** start of Data for this exercise **
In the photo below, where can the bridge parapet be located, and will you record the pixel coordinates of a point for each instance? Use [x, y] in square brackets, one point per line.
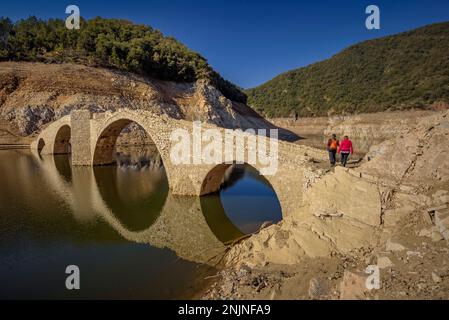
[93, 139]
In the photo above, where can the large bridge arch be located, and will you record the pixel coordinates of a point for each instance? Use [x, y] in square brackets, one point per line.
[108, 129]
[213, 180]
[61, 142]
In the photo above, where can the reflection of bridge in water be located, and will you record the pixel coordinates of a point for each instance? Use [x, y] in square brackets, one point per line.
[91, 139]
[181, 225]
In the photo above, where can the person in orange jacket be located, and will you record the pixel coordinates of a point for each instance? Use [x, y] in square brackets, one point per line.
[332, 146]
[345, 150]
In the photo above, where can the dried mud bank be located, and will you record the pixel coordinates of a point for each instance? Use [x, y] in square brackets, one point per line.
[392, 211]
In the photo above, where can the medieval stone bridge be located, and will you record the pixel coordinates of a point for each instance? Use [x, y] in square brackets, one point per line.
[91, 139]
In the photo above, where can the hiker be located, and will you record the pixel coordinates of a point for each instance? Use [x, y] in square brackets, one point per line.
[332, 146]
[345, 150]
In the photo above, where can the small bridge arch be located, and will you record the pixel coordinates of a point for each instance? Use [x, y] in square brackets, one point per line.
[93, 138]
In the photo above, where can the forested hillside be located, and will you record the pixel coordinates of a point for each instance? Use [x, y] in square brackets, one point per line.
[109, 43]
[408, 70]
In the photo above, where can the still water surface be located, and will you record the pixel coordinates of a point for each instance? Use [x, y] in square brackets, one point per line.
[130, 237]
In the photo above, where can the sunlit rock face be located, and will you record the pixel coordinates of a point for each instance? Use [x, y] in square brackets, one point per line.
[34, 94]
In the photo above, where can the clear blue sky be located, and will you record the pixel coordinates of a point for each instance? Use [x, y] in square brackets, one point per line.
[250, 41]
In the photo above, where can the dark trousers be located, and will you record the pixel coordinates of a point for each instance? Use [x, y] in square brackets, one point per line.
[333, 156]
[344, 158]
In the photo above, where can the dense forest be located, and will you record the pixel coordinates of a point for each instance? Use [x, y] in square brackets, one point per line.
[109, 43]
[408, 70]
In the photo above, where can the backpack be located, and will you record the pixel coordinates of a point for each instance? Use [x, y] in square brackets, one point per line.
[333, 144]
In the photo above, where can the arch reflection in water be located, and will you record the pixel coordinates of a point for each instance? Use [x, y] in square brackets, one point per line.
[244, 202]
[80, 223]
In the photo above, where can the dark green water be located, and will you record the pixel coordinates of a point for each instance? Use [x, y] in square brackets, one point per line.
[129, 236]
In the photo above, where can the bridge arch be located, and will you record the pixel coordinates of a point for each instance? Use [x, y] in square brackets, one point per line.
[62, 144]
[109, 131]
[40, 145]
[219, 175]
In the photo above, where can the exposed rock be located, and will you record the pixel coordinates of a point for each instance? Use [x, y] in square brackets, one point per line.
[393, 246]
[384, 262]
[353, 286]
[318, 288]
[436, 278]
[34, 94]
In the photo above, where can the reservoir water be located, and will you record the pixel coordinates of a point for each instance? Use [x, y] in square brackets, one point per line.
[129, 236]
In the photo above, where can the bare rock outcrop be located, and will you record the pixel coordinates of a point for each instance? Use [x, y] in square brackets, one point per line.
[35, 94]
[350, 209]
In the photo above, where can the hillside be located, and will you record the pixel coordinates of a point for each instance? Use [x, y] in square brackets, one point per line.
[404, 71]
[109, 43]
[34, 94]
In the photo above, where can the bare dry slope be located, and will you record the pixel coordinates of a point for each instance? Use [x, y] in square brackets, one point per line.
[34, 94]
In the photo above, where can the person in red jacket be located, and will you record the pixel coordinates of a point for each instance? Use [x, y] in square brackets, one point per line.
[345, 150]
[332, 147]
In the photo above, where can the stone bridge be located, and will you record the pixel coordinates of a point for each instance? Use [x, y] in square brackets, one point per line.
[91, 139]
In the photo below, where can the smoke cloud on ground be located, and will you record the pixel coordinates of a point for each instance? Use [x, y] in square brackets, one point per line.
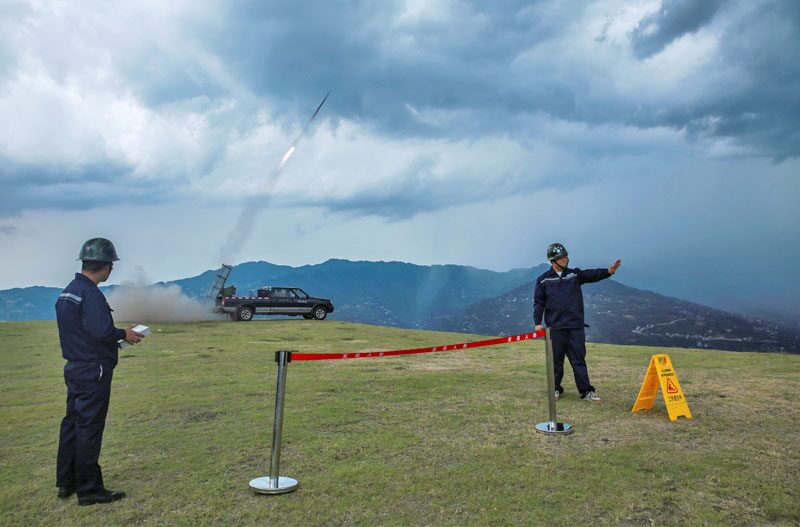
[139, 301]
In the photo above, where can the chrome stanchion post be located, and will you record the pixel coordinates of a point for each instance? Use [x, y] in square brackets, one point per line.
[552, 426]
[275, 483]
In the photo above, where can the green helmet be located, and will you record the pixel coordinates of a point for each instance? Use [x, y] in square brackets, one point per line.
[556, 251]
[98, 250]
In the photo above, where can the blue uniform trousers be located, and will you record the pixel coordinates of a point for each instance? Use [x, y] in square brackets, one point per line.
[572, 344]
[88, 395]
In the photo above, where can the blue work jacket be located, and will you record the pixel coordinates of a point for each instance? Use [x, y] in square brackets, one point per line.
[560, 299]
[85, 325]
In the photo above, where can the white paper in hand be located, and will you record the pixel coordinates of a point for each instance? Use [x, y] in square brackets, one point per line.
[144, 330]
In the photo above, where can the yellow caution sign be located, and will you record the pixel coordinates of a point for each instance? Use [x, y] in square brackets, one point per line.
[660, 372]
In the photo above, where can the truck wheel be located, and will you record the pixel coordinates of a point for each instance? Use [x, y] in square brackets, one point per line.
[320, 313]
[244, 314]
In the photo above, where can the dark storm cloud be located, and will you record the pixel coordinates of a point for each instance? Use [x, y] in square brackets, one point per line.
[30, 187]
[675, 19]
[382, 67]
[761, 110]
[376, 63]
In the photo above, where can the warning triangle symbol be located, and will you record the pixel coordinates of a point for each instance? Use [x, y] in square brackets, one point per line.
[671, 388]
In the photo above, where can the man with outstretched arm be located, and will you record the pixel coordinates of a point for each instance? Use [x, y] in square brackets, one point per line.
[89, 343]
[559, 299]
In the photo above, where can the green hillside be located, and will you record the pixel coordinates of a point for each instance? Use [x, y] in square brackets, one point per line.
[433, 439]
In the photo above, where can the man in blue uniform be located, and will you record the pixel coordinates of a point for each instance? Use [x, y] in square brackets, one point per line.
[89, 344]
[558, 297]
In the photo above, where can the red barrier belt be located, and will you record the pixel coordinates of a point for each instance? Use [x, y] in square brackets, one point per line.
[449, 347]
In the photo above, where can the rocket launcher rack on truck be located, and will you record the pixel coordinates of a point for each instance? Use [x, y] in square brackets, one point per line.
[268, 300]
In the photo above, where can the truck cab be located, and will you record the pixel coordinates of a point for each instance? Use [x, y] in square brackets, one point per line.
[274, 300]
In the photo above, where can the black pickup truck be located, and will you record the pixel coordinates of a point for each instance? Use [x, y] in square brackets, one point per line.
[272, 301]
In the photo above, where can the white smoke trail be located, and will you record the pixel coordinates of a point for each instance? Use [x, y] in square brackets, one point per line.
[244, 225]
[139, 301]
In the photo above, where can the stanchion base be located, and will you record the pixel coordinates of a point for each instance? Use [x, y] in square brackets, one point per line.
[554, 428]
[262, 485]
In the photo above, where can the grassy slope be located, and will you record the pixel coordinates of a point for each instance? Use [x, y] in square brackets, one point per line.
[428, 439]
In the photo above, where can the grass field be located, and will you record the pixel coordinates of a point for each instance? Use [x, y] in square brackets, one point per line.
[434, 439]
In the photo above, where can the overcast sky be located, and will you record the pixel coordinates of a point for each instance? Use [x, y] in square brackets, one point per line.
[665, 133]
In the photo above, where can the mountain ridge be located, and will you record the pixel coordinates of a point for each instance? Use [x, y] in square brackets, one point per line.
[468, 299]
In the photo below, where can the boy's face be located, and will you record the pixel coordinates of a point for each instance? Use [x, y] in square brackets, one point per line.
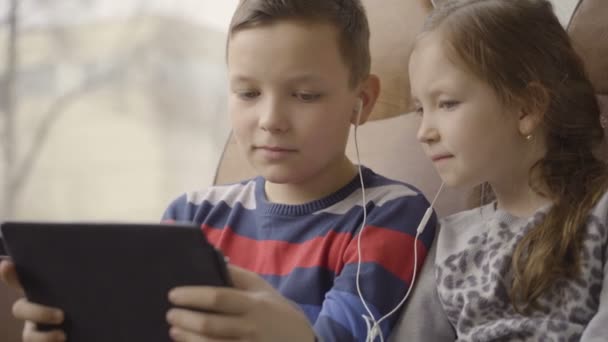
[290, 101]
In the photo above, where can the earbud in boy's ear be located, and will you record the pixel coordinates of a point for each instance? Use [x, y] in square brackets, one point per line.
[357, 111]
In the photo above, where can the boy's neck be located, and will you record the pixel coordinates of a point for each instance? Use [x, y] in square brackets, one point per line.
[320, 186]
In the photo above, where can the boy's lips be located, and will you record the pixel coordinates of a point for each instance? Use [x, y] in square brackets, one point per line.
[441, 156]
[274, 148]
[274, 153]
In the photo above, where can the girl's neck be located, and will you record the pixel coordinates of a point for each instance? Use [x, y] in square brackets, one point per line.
** end of Data for this exercise **
**What is needed**
Starting with the line that contains "In the photo above, where can the earbud", output every line through the end of the listing above, unchanged.

**The result**
In the photo above, where can the earbud in boy's ear be located, and will you record the pixel coordinates of a point for each instance? Use [x, y] in square brackets, one point per line.
[357, 111]
In the photo above, where can the boy's neck be located, and will you record the pixel coordinates of a point for each instance? Use [x, y] in square brackets, one point per line.
[320, 186]
In the photo above, where can the boy's lips be located, and will you record the pixel coordinates of a point for each instance? Use [x, y] in square brackets, one point per line.
[441, 156]
[274, 148]
[274, 153]
In the photo above, where can the girl's neck be located, and will you record the pixel coordinates of a point for each instance? Use [x, y] in square brackets, one point per line.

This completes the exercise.